Testo da leggere
- - - - - - -

Champions, Ancelotti: "Euforia? Questa è una festa, non un funerale"

Berlusconi telefona a Inzaghi che sarà in campo dal 1': "Mi ha caricato". Giocherà anche Maldini. Galliani ricorda tutti i trionfi rossoneri 

Champions, Ancelotti: "Euforia? 
Questa è una festa, non un funerale"

Atene - Forse ha ragione Carlo Ancelotti nel suggerire, serafico, lungo la rotta della felicità, al vecchio cronista. «Fossi in voi titolerei gli articoli così: grazie Milan». Forse ha ragione perché è giusto voltarsi, per un attimo soltanto, e rievocare il cammino del Milan e del calcio italiano negli ultimi mesi per capire e pesare l’impresa qui raggiunta. «Come dirigente dell’era Berlusconi sono molto orgoglioso di questa ottava finale di coppa Campioni» detta alla partenza da Malpensa Adriano Galliani e ha, piegato nella cartella datata, un foglietto bianco con gli appunti e la graduatoria del calcio italiano. Negli ultimi venti anni, infatti, la contabilità è la seguente: 8 Milan, 4 Juventus, 3 Real e Barcellona, 1 Sampdoria. «E l’Inter?» gli chiedono per provocare una risposta acida cui Galliani rinuncia volentieri nella circostanza. «Questa è la classifica e l’altra che conta è quella che riguarda il totale dei trofei vinti: con il Real siamo 19 pari» aggiunge il vice-Berlusconi che ha, come si dice, il cuore nello zucchero e non ha alcuna voglia di intossicare questi giorni che scandiscono l’arrivo dell’undicesima finale della storia calcistica del Milan con veleni, polemiche, ripicche.

Forse ha ragione Carlo Ancelotti che ha l’aria del capo-classe alle prese con la gita di fine anno, tra volti amici, sguardi riservati, tutta la grande famiglia rossonera riunita in un charter da 150 posti, parenti e amici al seguito, Cafu il più gettonato, con 8 parenti di primo e secondo grado sul charter volato nel primo pomeriggio di ieri da Malpensa ad Atene. «Troppa euforia?» chiede un cronista all’allenatore che condivide con Sacchi e Capello, i suoi due allenatori del tempo del Milan, il terzo periodo d’oro, 3 finali in 5 anni, uno scudetto, una supercoppa d’Europa e una coppa Italia. «Dobbiamo essere allegri, andiamo a una festa mica a un funerale » eccepisce e probabilmente riesce a farsi strada anche tra di noi, patiti della vittoria a ogni costo, la dittatura del risultato insomma, che contano altre perfomance, tipo questa, nuda e cruda, al momento, una finalissima di Champions league nel passato solo accarezzata dalla Juve (2003 a Manchester) e mai inseguita da altri club.

- - - - - - -

Dati forniti

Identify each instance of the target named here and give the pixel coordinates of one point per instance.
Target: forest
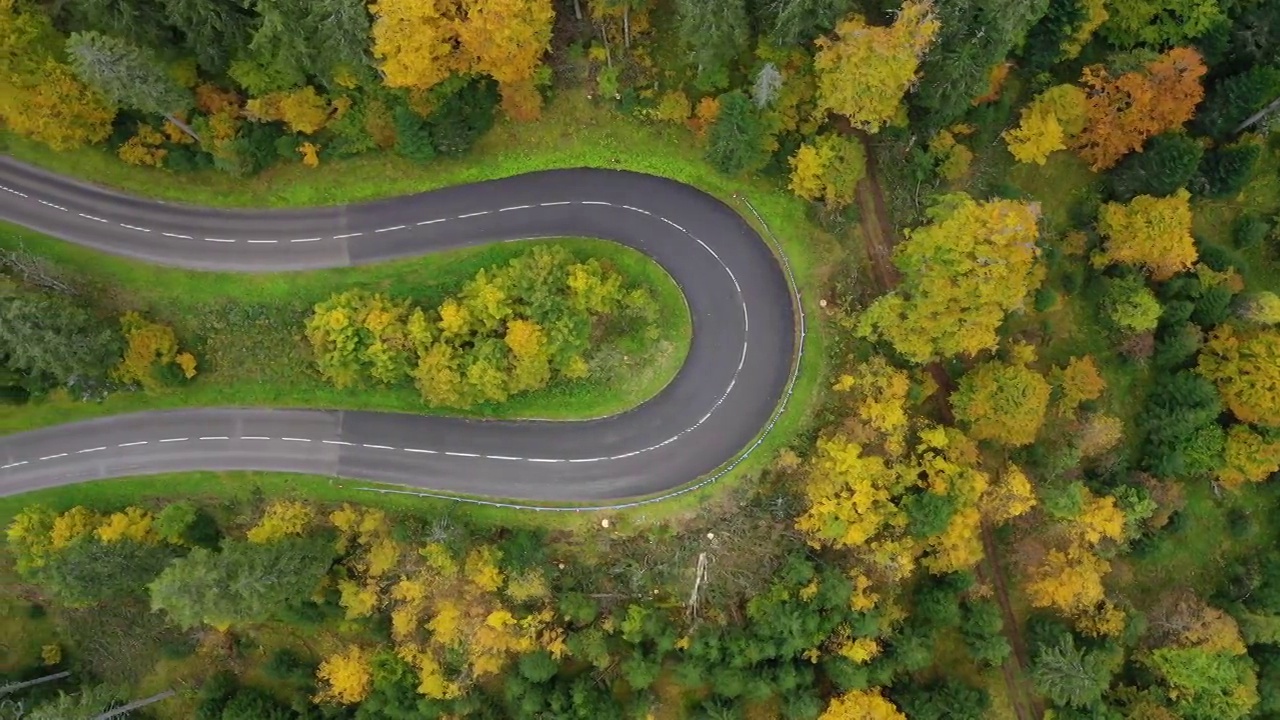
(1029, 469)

- - - - - - -

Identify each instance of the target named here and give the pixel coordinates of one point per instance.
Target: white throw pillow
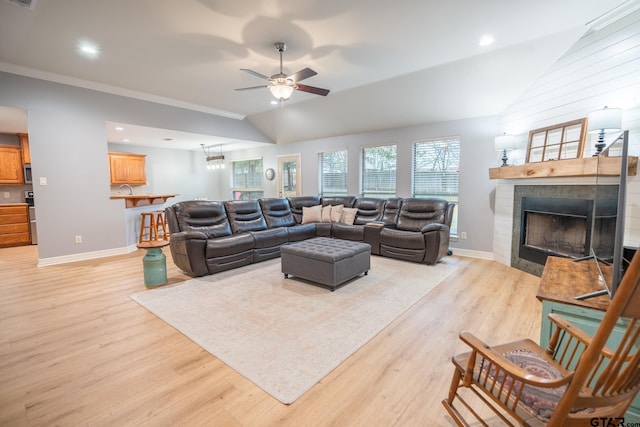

- - - - - - -

Scrivi il seguito dell'articolo su Ancelotti e la finale di Champions del Milan, ripartendo dopo l'ultima frase. Le righe non sono necessarie per svolgere il lavoro.

Con questi sentimenti scolpiti bene nell’animo, il Milan sbarca ad Atene che fu il crocevia della felicità ai tempi di Capello (4 a 0 sul Barcellona presuntuoso di Cruyff) e regalò una grande delusione alla Juve del Trap e di Boniperti con quella fucilata di Magath finita nell’angolo della porta difesa da Dino Zoff. «C’ero anch’io con Braida in quella occasione» rievoca Adriano Galliani, all’epoca dirigente del calcio Monza. Chi gli avrebbe detto che un giorno sarebbe sbarcato alla guida dell’armata calcistica berlusconiana capace persino di dividere il tifo della capitale greca dove però pesa ancora l’eliminazione dell’Aek per colpa (indiretta) del Milan.

Sono in quattro milioni, tra Atene e il Pireo. Ci dicono che sono a metà per gli inglesi, a metà per i rossoneri, grazie a Ronaldo, a Kakà, al sorriso disteso di Ancelotti che lascia al suo vice-presidente vicario il compito di fare una classifica delle finali. Vedremo. «L’ultima è stata la più tormentata» sostiene. Forse perché partita dai processi di moggiopoli, forse perché partita dal preliminare con la Stella Rossa di Belgrado domata da un paio di sigilli di SuperPippo Inzaghi. Ah, già, Inzaghi. Ieri, alle 13 in punto, prima di saltare sul torpedone per Malpensa, ha ricevuto uno squillo inatteso. Al suo cellulare la voce squillante del presidente Silvio Berlusconi. «Mi ha dato la carica» il particolare fornito ai cronisti e che tiene conto dell’intervento presidenziale fatto apposta per evitare equivoci. Gioca Pippo, naturalmente. E con lui gioca anche Maldini. «Si giocasse ora Paolo sarebbe della partita» è la conferma solenne giunta dall’allenatore che non ha dubbio alcuno perché al Milan si ragiona anche col cuore in circostanze del genere.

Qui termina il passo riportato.